⟨

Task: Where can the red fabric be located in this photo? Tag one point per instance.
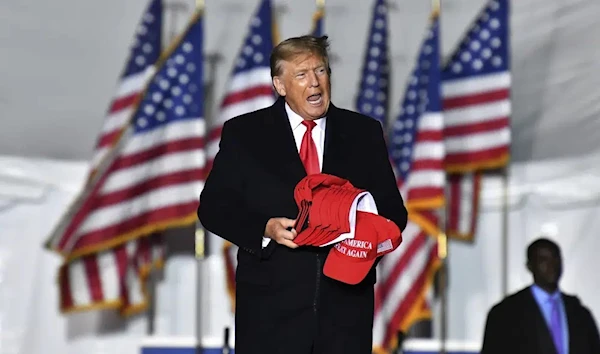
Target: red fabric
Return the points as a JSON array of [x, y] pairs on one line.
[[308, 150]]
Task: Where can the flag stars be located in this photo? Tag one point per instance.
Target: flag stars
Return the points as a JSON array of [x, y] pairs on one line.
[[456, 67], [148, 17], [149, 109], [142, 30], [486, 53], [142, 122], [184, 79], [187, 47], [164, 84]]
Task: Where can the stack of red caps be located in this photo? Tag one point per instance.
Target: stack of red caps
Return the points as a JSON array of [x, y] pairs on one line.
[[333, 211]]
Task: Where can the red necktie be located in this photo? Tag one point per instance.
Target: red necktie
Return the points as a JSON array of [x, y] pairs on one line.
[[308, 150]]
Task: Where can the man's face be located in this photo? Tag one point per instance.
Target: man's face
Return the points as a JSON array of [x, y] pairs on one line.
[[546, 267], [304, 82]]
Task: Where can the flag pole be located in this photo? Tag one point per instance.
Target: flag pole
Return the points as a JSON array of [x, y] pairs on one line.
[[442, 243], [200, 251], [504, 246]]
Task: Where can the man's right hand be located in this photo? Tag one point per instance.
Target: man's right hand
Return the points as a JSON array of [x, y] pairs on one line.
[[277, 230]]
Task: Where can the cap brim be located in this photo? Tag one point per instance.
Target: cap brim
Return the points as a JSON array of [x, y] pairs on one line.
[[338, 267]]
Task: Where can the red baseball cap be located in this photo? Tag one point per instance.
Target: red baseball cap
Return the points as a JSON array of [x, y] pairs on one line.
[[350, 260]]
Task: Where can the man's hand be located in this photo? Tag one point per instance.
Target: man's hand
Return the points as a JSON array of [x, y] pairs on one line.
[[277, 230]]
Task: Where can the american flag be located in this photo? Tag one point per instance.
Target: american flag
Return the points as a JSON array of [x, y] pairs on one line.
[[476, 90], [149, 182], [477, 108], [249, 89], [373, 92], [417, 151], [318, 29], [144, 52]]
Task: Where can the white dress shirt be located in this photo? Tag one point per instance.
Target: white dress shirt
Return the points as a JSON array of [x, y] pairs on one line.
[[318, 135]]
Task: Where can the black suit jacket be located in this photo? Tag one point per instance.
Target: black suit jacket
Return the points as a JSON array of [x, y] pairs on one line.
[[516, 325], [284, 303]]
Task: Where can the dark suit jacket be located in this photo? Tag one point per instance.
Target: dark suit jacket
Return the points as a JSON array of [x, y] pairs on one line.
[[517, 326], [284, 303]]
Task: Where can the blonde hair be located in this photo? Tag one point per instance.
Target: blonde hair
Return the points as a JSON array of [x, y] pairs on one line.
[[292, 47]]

⟩
⟨

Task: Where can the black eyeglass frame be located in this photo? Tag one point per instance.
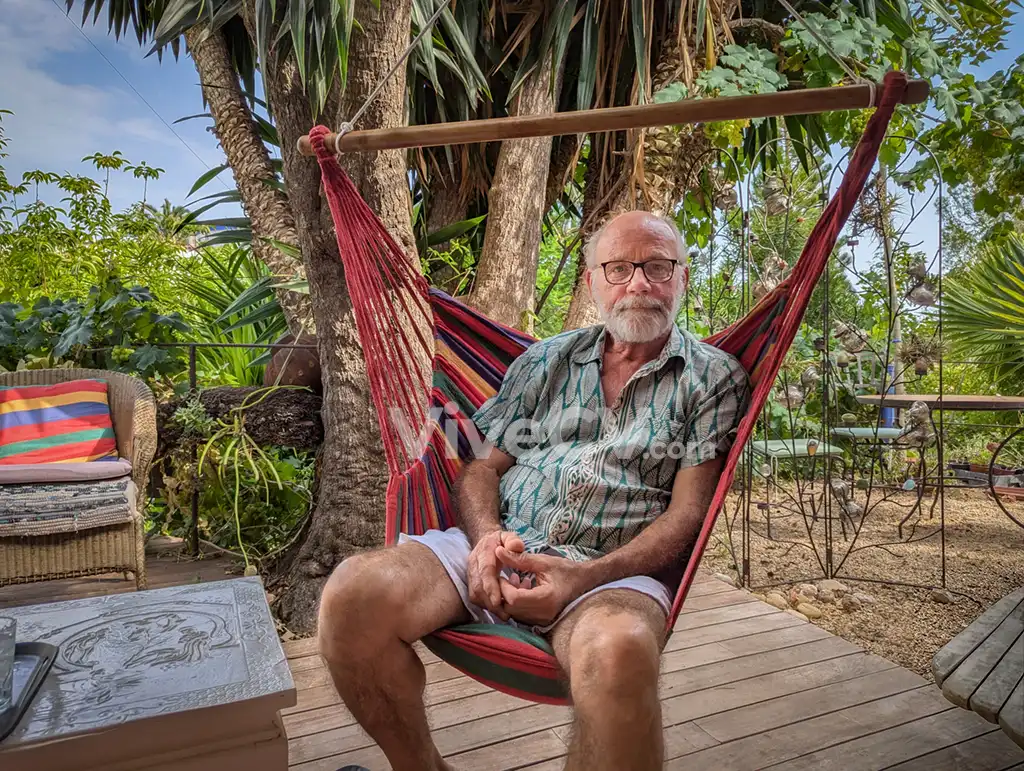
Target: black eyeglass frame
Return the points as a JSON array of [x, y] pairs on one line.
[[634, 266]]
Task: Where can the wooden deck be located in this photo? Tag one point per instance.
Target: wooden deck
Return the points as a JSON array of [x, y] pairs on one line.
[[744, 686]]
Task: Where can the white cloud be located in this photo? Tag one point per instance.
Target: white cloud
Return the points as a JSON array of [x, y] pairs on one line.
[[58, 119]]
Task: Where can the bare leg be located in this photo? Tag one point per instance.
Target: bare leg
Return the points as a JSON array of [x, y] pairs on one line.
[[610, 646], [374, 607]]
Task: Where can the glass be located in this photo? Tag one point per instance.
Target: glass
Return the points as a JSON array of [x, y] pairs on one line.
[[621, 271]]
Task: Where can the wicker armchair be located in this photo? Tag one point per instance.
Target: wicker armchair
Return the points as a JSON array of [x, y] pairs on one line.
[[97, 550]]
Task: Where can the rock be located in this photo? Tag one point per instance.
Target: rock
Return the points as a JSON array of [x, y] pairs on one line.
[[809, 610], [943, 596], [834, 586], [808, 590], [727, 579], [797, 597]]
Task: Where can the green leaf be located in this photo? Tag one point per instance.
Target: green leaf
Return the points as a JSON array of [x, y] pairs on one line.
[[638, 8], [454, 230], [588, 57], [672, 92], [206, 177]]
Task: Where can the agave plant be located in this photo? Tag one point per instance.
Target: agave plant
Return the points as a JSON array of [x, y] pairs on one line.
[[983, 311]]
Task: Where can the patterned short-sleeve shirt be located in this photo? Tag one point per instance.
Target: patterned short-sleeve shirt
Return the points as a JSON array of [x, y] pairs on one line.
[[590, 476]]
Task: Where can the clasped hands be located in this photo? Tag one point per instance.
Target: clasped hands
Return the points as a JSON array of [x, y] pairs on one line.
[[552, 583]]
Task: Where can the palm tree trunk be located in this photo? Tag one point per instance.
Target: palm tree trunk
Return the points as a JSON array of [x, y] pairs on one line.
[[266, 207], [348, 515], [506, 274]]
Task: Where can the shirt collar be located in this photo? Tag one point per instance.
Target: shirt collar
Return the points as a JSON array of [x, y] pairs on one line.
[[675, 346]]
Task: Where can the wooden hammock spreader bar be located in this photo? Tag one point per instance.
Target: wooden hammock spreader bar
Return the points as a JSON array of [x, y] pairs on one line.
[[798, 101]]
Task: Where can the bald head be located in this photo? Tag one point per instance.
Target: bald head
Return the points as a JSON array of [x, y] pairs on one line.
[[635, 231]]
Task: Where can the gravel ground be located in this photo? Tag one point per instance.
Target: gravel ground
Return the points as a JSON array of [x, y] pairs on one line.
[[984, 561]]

⟩

### Required work
Copy the material from the line with "Task: Where can the man's hand" up to and including the line with "[[292, 47]]", substituting "blazer" for "suit jacket" and keeping everything else the same.

### The answer
Task: Where can the man's hand be located in this photo? Tag one point per instance.
Target: man's hand
Return the points as a JSON array of [x, y] pairs on one line.
[[277, 230]]
Task: Where can the american flag be located in this photo? Tag one point per instance.
Target: american flag
Return the points as a JSON array of [x, y] pairs on one line.
[[476, 90], [149, 182], [477, 108], [249, 89], [373, 92], [417, 151], [318, 29], [144, 52]]
Task: Where can the white dress shirt be located in this photo? Tag one point per instance.
Target: white dress shirt
Return the points as a JSON array of [x, y] pairs on one line.
[[318, 135]]
Task: Where can the black blazer be located in this photo? Tag one point per instance.
Target: black blazer
Return the points as a JSON array of [x, y] pairs on one line.
[[516, 325], [284, 303]]
Task: Where can the dark blazer be located in this photo? Tag one point per instance.
Target: dark blazer
Return the points as a JSON array of [x, y] pairs on one line.
[[517, 326], [284, 303]]
Task: Where can the blonde hair be located in this photo? Tag one point per instance.
Target: blonde hair
Return the points as a JSON array of [x, y] pairs on one line.
[[292, 47]]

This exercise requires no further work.